[EXERCISE REQUIREMENTS]:
(1) In the security FAQ, write out the passage starting with "[HOSTING VENDOR(S)] build" and going on through "devices and patching.", substituting "network hardware" for "network devices".
(2) Continue the security FAQ from where it stops.

-- Begin DOCUMENT SECTION --

How do you do vulnerability scanning?
We use [SCIM VENDOR] to monitor, detect, and analyze changes to service configurations, VPCs and networks, firewalls and open ports, deployed hosts, running services, and files on both hosts and in cloud storage systems. When changes are detected, we’ve configured these tools to determine whether the changes are expected or not, and if not, assign them a severity. High severity changes are examined and triaged by human security professionals.
How do you handle and apply security patches?
Most of our hosts use [OS UNATTENDED-UPGRADES TOOL], which automatically receives and applies patches as they are released. For the remaining minority, we monitor both security patch feeds for these operating systems and communities like CERT and FIRST where vulnerabilities are announced. As we receive these notices, we triage and apply applicable patches, first in our staging environment, and then after they’re tested and pass, in our production environment.
How do you monitor and verify that your hosting providers apply security patches to their own servers and network devices?
[HOSTING VENDOR(S)] build many of their own network devices and software, and they’re generally proprietary and closed source, so vulnerabilities and patches are not public knowledge. In addition, we don’t have access to their internal network device operations, configurations, versions, and other fleet details, even for devices that may be partially or wholly off the shelf. Having said that, [SECURITY/COMPLIANCE LINKS HERE], including network devices and patching.
How do you secure logins and authentication?
We require both strong passwords and 2-factor (aka multi-factor aka 2FA aka MFA) on all employee accounts. We require either U2F or TOTP; SMS is not allowed.
All passwords and passphrases have [a minimum length of eight characters. Dictionary words are prevented from use in passwords to prevent them from being obvious or guessable. All passwords contain a mix of at least three of upper case, lower case, and special characters.]
User (ie client) accounts have [password strength requirements, two factor].

-- End DOCUMENT SECTION --
-- Begin GIVEN DATA --

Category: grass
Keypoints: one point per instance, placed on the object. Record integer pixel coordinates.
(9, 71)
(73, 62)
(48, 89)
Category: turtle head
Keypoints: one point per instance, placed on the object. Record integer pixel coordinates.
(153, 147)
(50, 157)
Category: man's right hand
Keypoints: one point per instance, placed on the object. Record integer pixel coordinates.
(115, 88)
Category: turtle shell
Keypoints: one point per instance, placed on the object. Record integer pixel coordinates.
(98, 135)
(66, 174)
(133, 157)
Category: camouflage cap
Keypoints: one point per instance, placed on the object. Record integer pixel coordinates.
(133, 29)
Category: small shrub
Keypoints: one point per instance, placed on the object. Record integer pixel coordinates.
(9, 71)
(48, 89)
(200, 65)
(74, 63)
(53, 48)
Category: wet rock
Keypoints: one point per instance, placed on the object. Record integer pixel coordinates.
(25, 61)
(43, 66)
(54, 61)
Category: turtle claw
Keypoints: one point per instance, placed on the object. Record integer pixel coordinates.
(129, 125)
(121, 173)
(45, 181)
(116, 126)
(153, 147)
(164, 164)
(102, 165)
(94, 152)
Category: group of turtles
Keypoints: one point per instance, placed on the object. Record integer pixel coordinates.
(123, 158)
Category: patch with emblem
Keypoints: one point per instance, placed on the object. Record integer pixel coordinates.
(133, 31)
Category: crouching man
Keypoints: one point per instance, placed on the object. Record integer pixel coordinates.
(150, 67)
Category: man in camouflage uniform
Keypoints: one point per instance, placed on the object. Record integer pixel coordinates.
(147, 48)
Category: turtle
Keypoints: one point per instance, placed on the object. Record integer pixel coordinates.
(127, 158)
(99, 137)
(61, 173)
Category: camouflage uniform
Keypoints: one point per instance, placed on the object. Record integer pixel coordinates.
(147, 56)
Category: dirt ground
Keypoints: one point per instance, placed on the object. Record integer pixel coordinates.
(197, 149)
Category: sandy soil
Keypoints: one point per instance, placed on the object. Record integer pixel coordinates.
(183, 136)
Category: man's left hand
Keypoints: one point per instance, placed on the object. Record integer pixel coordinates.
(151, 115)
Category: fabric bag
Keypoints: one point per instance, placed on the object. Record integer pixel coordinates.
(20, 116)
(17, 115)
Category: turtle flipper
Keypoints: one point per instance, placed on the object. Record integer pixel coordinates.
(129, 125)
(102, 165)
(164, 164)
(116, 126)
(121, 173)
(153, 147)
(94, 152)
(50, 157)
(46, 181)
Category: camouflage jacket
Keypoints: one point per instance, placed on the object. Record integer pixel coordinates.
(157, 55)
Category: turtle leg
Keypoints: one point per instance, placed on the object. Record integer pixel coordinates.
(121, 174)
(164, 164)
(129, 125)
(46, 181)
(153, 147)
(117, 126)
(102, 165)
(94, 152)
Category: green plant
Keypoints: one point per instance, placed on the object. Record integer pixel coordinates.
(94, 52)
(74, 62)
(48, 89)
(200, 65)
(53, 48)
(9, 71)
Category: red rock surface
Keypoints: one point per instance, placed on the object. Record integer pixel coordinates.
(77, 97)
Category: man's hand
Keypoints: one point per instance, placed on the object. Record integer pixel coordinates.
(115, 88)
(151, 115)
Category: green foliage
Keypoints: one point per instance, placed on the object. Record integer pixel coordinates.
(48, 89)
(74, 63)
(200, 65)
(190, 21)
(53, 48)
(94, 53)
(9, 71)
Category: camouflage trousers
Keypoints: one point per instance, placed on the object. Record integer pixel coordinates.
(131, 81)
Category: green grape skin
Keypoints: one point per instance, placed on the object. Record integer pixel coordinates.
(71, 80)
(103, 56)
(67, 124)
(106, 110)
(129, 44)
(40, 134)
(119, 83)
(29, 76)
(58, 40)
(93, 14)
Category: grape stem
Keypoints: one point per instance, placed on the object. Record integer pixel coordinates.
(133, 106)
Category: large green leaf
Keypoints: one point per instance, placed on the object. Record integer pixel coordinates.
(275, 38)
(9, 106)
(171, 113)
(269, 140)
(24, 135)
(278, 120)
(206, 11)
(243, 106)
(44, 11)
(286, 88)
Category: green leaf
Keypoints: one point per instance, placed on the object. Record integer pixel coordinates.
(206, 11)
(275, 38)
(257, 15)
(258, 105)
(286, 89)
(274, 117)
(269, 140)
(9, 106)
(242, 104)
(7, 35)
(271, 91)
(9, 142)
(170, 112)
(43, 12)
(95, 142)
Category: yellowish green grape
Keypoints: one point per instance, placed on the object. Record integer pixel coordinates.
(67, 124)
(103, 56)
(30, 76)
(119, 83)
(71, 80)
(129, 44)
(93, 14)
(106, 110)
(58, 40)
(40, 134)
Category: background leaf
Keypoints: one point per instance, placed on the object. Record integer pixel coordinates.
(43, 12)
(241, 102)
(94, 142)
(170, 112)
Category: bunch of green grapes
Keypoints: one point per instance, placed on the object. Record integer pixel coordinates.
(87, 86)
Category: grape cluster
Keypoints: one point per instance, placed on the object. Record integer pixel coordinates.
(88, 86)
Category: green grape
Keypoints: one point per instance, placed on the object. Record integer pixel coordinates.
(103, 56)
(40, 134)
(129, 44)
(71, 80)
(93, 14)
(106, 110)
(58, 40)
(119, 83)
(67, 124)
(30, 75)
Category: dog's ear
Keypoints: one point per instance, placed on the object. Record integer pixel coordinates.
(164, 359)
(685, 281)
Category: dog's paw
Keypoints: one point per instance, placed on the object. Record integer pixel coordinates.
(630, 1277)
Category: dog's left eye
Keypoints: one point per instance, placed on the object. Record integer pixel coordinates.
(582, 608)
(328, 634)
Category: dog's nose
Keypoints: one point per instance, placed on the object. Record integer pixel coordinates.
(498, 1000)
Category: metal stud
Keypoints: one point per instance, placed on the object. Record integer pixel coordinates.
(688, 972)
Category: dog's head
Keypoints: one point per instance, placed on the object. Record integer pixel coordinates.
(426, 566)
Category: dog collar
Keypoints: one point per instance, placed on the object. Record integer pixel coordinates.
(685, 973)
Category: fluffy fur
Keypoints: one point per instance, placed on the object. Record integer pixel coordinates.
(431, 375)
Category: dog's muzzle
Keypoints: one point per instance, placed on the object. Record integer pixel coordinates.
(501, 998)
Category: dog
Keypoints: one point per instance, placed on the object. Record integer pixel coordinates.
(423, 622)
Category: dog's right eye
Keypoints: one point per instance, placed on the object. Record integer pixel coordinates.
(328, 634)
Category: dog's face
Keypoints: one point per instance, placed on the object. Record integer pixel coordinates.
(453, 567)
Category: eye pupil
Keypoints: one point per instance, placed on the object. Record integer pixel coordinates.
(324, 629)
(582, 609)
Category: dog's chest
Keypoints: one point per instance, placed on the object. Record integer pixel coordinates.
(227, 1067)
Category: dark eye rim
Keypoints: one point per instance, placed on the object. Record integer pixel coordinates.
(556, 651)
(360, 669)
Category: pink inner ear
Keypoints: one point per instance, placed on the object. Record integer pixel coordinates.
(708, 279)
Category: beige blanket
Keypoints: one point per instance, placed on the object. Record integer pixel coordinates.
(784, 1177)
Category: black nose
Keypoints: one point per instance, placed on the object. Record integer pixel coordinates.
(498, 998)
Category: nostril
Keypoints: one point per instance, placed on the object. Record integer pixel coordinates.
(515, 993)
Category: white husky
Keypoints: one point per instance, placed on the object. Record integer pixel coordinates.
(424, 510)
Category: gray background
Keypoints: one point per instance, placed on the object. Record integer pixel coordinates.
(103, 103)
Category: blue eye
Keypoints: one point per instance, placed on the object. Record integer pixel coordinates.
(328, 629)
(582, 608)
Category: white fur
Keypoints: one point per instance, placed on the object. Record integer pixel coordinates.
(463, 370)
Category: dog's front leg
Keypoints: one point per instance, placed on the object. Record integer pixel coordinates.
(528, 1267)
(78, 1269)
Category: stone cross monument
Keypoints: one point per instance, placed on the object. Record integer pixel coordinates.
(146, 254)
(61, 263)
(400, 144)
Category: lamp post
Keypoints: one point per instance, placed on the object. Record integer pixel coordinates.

-- End GIVEN DATA --

[RESULTS FOR EACH TASK]:
(1)
[HOSTING VENDOR(S)] build many of their own network hardware and software, and they’re generally proprietary and closed source, so vulnerabilities and patches are not public knowledge. In addition, we don’t have access to their internal network device operations, configurations, versions, and other fleet details, even for devices that may be partially or wholly off the shelf. Having said that, [SECURITY/COMPLIANCE LINKS HERE], including network hardware and patching.

(2)
Do you have a Software Bill of Materials (SBoM)?
Yes. We don’t currently share it externally.
How do you manage open source software?
We use standard package managers (eg [pip, CRAN, npm]), configured to verify package signatures on installation. We pin package versions and review changelogs whenever we upgrade a package.
Do you perform validation on input and output data to ensure that it’s correct and well formed?
Do you currently use any end of life hardware or software?
Where is data stored? What physical location, country, etc? Can we choose a location?
Data is stored in [COUNTRY, REGION], across multiple physically separate facilities. [We do not offer a choice of facility, location, legal jurisdiction or other data residency for data storage.]
Is data ever transmitted outside the US?
[In general, no. Clients may log into their own accounts and access their own information from anywhere, though, including outside the US.]
Can we have our own separate instance (servers, database, etc) for our data?
Our service and applications are multitenant. Both external and internal users have multiple layers of strict access control safeguards and policies, and customers can never access other customers’ data, but we do not offer physically separate instances or data storage per customer.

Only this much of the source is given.